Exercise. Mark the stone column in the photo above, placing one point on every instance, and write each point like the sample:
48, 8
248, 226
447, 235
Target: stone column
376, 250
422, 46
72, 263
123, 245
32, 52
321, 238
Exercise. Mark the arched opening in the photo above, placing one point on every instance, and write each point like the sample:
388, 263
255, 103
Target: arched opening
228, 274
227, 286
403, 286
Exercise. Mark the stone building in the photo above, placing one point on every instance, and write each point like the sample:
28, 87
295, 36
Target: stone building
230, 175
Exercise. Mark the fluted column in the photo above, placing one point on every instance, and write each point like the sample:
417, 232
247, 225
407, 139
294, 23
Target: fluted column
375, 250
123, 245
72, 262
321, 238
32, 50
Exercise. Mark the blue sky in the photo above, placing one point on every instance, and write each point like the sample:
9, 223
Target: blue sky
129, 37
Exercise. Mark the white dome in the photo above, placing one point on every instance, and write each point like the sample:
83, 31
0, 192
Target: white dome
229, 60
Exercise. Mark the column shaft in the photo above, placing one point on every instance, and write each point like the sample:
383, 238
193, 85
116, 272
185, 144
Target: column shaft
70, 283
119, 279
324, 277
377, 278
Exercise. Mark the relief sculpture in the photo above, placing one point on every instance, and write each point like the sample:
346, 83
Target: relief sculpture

· · ·

The problem
Look through the entries above. Copy each line in which the string "sculpture" occurs.

Response box
Exercise. Mark the relief sculpture in the photo above, placing one point on every instance, and write each point like the sample:
Target: relief sculpture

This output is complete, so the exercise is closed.